### Record extracts

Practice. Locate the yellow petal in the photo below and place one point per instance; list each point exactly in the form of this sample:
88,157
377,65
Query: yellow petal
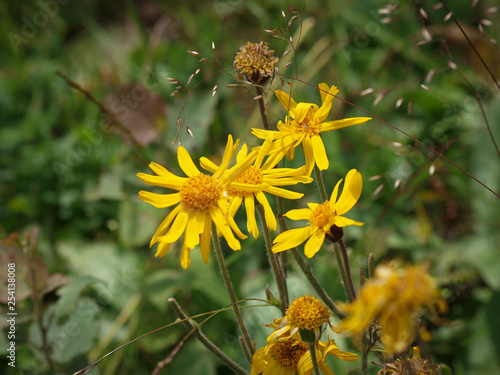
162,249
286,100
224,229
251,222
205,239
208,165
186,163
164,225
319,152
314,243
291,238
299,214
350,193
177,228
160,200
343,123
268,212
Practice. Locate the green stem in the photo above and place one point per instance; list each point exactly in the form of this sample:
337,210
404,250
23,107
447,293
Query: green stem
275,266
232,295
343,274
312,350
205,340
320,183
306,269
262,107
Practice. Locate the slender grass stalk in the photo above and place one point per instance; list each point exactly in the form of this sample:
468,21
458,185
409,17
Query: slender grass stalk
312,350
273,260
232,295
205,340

######
### Record extracts

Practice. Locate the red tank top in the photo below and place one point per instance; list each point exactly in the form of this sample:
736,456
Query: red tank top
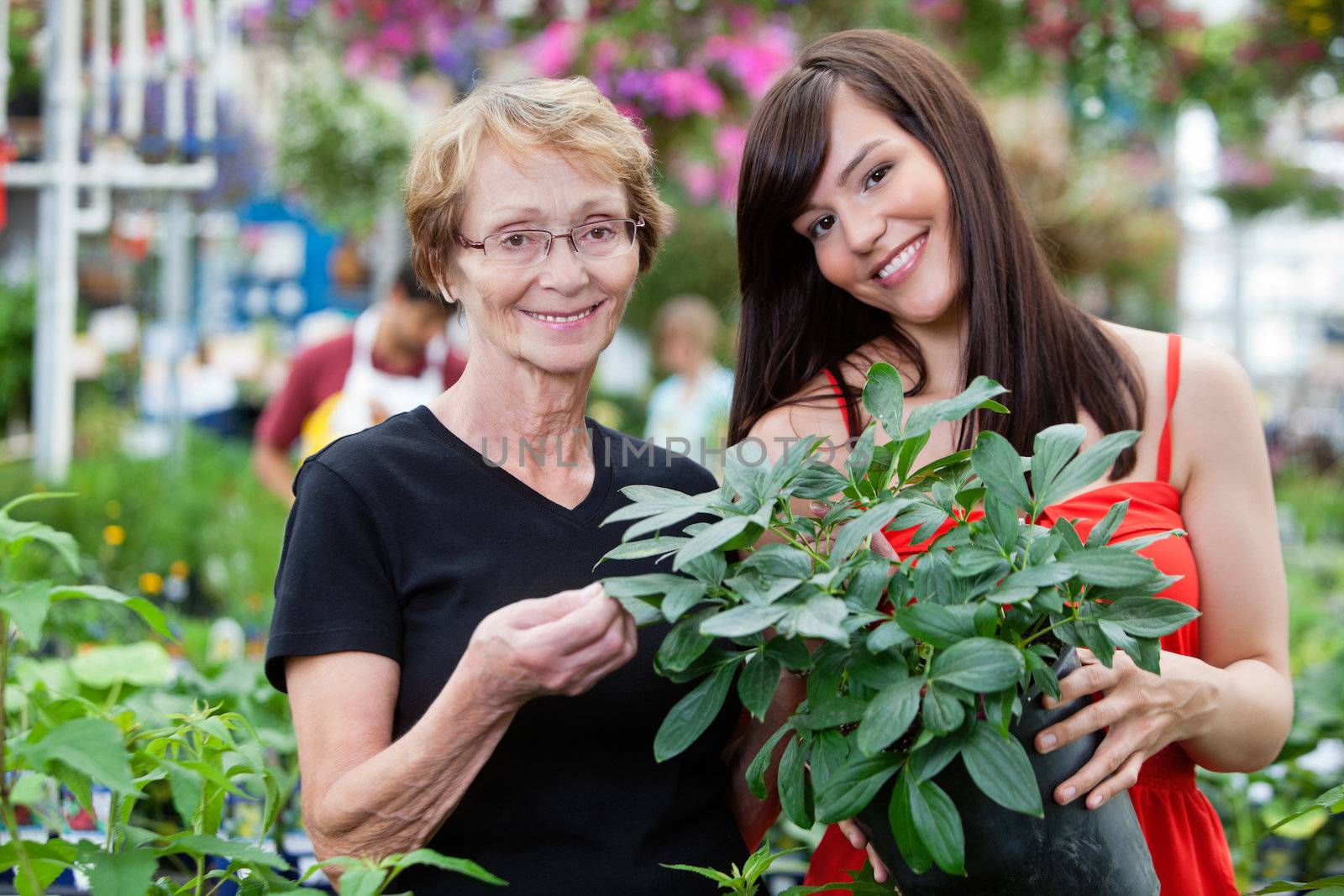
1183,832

######

Your objective
State how many of the lines above contain the exact string "exactly". Reply with the number alone.

Exercise output
4